Esercizio assegnato 1: Nel brano sull'osservatore e l'oggettività, chi scrive respinge una delle posizioni riportate. Indica quale e spiega il motivo che il testo dà, in una-tre frasi.
Esercizio assegnato 2: Prosegui, per favore, il brano sull'osservatore e l'oggettività partendo dalla sua ultima frase.
══ Brano fornito
Come già accennato, in meccanica quantistica, ci sono interpretazioni varie riguardo al ruolo dell'osservatore. Alcune (come l'interpretazione di Copenaghen) enfatizzano il fatto che la misura da parte di un osservatore è fondamentale per determinare lo stato di un sistema.

In conclusione, alcuni filosofi e scienziati hanno argomentato che la coscienza è necessaria per conferire significato a ciò che esiste. Altri sostengono che l'oggettività dell'universo non ha necessariamente bisogno di un soggetto consapevole per essere valida. Io non credo, perché la diade soggetto/oggetto viene prima di tutto. Appare col tutto.

E se scambiassimo per oggettivo ciò che è in realtà è uno stesso sogno fatto da un gruppo di persone presenti? L' oggettivo non sarebbe allora che un soggettivo condiviso!
════
══ Dati registrati
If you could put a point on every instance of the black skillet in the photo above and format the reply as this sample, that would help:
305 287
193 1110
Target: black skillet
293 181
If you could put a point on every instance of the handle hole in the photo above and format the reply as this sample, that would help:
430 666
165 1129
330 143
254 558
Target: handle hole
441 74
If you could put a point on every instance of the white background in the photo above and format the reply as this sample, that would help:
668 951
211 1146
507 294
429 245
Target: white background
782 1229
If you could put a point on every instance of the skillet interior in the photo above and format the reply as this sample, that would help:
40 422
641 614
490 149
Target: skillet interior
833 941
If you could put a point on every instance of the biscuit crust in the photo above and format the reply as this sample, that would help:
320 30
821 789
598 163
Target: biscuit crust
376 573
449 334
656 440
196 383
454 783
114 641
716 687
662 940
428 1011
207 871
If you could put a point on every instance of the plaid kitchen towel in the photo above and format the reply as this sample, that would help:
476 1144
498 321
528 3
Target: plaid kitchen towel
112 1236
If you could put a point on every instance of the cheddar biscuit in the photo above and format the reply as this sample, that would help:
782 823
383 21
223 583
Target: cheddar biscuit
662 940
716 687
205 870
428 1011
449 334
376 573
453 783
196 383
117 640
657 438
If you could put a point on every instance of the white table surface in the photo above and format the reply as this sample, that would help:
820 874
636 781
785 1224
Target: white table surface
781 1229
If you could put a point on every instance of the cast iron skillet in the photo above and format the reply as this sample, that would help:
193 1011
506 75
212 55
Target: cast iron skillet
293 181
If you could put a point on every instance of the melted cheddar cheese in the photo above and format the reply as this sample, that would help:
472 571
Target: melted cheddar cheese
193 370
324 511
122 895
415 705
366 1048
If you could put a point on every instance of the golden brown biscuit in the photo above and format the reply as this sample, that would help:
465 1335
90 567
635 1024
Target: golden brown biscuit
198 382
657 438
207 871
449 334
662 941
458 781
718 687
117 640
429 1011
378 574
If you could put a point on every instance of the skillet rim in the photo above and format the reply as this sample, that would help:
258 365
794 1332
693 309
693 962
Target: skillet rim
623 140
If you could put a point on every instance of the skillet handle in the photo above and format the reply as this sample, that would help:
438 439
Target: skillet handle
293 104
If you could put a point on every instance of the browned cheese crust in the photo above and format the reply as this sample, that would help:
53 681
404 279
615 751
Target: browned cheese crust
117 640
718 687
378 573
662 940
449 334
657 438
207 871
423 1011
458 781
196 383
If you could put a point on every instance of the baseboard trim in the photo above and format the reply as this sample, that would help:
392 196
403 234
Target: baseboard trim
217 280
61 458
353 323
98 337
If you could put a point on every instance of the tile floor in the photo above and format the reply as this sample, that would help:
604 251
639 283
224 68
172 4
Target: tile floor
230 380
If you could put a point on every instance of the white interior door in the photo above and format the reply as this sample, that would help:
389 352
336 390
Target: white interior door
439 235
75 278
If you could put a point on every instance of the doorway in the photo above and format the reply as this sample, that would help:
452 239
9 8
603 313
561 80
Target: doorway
════
Soluzione esercizio 1: Chi scrive respinge l'idea che l'oggettività dell'universo non abbia necessariamente bisogno di un soggetto consapevole per essere valida. Il motivo è che la diade soggetto/oggetto viene prima di tutto e appare col tutto.

Soluzione esercizio 2:
Il soggettivo condiviso apparirebbe diverso a un altro gruppo di persone, dotate di una diversa coscienza. Che così sarebbe veramente relativa. Certo, per ora non ne abbiamo incontrate. Ma si può escluderlo? E se i marziani avessero tutti un' altra ora, anzi diversi segnatempo?

Già oggi gruppi diversi di persone hanno convinzioni diverse, soggettive a quel gruppo. E giurerebbero che sono oggettive, la verità . E se i loro orologi segnassero tempi diversi?

Nessuno è mai andato a verificare.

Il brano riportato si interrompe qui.